| Exercise goal |
Copy out every line from the start of the rows up to and including the line with "96 56 L 102", requests included. Rescale each number in the answers (viewBox values and outline coordinates) by 1.85, rounding to whole numbers with halves up, and leave the numbers in the requests and their format samples unchanged.

:: Supplied records ::

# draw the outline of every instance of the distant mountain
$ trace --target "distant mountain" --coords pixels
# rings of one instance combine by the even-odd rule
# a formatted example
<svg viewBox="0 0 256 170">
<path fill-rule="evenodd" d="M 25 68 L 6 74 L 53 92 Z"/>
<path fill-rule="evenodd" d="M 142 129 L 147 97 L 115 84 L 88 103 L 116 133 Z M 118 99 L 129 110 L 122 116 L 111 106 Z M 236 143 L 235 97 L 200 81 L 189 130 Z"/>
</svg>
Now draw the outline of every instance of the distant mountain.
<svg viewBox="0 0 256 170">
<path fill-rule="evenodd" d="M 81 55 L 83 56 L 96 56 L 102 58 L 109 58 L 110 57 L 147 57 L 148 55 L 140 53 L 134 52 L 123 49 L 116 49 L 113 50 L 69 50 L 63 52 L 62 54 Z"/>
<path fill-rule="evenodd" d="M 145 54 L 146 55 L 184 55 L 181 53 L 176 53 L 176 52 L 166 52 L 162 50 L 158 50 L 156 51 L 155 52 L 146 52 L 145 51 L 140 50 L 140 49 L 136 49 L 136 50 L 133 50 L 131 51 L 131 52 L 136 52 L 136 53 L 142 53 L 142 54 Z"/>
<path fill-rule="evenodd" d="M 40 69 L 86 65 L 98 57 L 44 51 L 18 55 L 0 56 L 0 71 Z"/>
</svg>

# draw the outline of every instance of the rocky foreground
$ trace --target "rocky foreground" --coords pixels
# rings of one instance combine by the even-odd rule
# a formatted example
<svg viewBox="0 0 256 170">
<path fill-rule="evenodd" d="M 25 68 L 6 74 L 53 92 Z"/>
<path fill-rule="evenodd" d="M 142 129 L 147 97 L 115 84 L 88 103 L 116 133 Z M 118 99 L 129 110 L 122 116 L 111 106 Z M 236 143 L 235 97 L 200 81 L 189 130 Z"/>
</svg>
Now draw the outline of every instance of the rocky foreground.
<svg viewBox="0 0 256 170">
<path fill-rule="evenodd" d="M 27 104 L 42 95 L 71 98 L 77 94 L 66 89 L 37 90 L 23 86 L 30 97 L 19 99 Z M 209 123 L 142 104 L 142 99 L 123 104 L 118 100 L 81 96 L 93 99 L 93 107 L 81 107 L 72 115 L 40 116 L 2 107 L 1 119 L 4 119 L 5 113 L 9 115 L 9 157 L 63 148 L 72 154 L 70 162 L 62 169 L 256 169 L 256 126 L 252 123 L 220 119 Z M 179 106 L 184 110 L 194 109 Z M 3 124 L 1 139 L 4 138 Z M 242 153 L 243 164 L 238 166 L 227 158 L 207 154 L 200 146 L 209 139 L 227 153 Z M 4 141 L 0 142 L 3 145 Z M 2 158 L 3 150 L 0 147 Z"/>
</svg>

:::

| Answer in full |
# draw the outline of every instance of the distant mountain
$ trace --target "distant mountain" --coords pixels
# rings of one instance combine by the even-odd rule
# a formatted example
<svg viewBox="0 0 256 170">
<path fill-rule="evenodd" d="M 25 68 L 6 74 L 53 92 Z"/>
<path fill-rule="evenodd" d="M 142 129 L 147 97 L 115 84 L 88 103 L 116 133 Z M 118 99 L 129 110 L 122 116 L 111 106 Z M 236 143 L 235 97 L 200 81 L 189 130 Z"/>
</svg>
Now draw the outline of every instance of the distant mountain.
<svg viewBox="0 0 474 315">
<path fill-rule="evenodd" d="M 150 102 L 154 104 L 178 104 L 189 107 L 202 107 L 204 105 L 272 105 L 274 102 L 259 98 L 248 96 L 228 91 L 215 91 L 209 93 L 128 93 L 117 96 L 115 100 Z"/>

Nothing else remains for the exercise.